* [What you are asked to do]
Count the lines in the material below that contain the string "white", with case counting. Reply with the number alone.

Image box annotation records:
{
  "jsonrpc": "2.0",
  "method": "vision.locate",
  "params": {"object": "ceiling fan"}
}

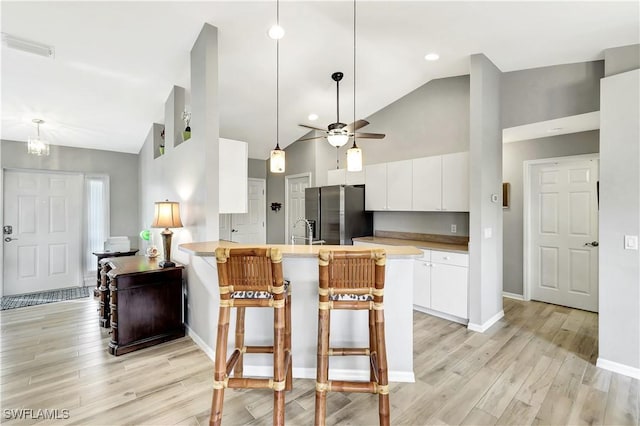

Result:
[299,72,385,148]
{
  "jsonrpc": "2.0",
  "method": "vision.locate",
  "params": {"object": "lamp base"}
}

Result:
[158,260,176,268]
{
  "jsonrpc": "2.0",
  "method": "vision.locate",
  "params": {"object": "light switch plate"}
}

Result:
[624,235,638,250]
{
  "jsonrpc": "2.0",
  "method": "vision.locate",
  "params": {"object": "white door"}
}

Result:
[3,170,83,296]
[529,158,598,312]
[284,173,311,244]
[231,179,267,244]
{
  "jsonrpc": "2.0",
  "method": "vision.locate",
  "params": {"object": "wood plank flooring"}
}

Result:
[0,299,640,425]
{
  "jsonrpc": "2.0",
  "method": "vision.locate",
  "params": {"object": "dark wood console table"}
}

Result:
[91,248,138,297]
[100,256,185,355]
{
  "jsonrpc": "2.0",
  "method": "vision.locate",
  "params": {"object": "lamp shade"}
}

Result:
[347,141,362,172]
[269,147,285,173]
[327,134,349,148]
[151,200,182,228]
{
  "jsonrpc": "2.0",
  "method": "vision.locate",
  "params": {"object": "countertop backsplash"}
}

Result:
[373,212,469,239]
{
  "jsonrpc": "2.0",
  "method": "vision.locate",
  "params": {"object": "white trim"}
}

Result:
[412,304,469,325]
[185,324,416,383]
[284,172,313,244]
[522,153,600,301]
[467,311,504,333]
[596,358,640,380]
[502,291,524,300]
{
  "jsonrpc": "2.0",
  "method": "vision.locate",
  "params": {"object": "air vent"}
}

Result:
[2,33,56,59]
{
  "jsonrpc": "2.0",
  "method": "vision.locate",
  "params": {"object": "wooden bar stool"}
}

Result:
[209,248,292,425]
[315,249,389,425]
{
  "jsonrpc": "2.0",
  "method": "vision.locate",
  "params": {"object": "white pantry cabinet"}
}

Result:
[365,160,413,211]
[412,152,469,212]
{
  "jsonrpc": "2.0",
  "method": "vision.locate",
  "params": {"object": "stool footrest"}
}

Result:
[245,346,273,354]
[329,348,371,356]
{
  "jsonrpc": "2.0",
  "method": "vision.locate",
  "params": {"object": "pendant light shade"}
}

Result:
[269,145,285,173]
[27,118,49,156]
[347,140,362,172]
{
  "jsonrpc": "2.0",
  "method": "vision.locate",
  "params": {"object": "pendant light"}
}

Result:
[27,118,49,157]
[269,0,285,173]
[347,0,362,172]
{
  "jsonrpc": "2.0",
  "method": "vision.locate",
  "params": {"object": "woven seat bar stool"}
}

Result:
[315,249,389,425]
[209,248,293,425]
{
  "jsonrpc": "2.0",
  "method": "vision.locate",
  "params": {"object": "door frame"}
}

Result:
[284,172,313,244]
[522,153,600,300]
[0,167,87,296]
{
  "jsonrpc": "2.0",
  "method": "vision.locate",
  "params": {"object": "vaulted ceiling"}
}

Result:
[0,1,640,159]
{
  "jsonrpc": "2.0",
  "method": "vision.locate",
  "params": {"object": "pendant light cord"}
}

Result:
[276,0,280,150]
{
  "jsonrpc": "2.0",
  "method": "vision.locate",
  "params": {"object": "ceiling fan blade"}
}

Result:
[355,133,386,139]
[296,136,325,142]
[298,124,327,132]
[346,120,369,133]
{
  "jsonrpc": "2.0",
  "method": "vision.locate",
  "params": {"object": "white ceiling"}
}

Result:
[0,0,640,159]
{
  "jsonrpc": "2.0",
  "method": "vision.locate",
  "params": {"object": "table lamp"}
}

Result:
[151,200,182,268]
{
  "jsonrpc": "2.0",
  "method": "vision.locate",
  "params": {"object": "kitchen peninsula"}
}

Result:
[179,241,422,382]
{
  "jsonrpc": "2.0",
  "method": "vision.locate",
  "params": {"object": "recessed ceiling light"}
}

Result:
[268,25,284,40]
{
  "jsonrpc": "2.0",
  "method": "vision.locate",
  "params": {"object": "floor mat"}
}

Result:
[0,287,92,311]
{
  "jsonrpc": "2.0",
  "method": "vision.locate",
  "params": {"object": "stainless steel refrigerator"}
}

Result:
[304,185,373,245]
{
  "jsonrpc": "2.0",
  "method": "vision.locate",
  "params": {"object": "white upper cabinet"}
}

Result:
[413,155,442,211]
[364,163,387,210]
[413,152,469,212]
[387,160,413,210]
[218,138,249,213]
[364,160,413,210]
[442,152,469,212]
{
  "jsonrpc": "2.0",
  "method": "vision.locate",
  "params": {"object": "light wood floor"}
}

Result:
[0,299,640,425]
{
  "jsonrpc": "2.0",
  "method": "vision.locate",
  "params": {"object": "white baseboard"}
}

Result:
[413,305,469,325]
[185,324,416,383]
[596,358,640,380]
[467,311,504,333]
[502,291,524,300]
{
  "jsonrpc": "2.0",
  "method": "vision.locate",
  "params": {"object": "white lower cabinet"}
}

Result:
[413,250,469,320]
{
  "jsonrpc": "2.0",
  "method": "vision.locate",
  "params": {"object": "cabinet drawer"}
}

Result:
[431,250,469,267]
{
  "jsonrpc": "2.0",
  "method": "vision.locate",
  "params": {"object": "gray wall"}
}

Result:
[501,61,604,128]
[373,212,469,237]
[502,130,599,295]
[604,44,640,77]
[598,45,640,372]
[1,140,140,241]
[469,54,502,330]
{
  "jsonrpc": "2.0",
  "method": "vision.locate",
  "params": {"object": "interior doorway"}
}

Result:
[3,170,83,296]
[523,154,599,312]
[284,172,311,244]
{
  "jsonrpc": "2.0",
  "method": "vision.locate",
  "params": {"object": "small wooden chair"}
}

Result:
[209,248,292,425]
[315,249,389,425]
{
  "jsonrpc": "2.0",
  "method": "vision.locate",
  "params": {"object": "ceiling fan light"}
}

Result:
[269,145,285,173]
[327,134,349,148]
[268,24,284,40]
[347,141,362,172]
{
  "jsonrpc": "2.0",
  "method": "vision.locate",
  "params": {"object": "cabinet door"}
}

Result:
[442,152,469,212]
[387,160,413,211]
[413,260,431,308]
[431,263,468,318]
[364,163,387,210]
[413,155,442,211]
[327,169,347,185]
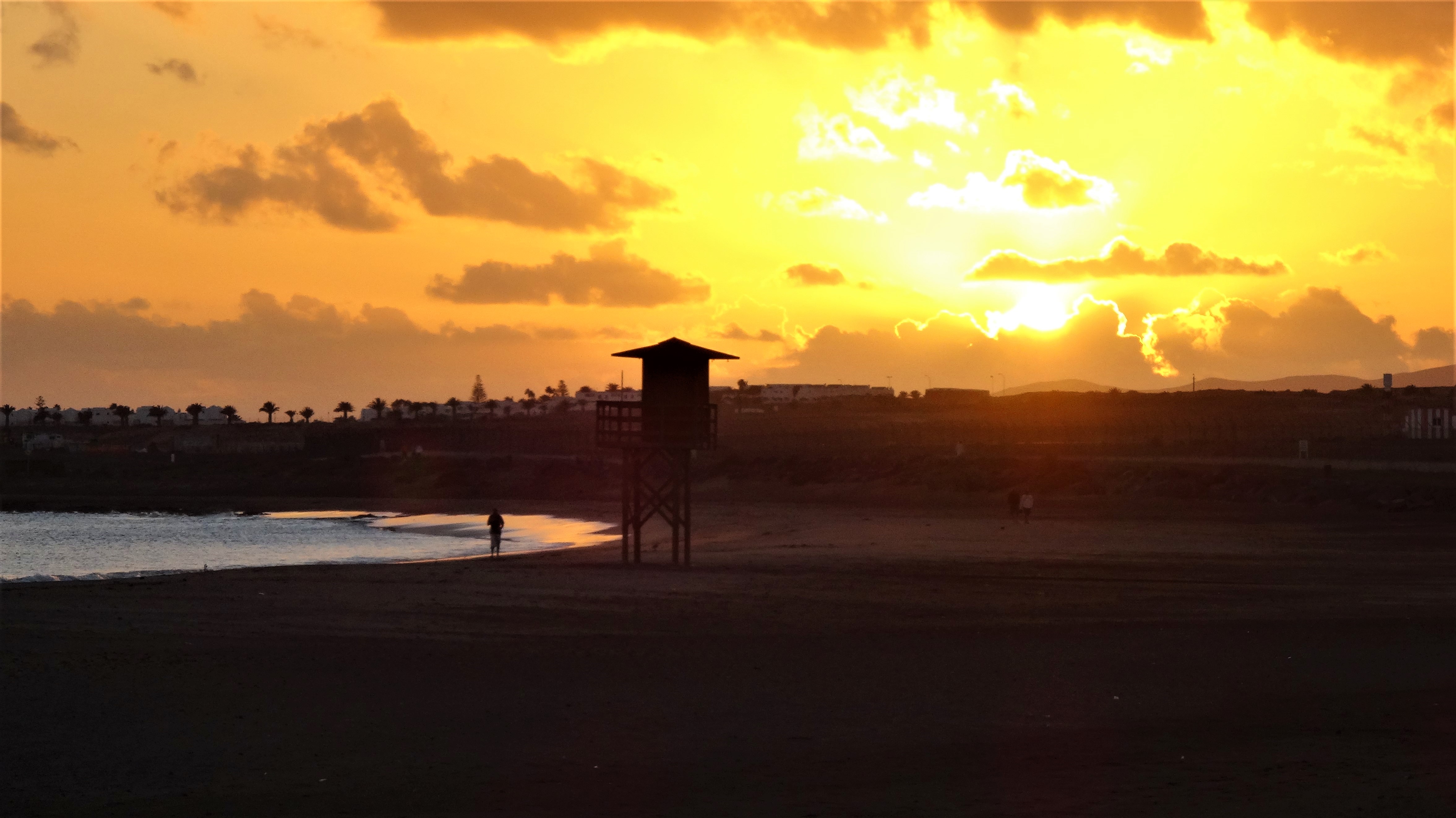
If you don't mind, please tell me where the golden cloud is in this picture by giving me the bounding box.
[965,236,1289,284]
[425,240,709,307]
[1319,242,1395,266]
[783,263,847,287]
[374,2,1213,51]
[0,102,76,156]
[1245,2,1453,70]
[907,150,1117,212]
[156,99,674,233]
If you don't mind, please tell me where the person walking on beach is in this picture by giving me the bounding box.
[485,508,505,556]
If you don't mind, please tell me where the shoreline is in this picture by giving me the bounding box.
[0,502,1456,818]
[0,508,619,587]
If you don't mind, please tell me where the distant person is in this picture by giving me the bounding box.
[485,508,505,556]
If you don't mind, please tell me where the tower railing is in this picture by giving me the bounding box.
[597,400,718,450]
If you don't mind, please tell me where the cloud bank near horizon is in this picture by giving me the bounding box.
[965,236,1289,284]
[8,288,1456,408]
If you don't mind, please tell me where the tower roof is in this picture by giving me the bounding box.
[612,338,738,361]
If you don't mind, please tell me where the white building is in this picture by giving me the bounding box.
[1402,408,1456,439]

* [The completed task]
8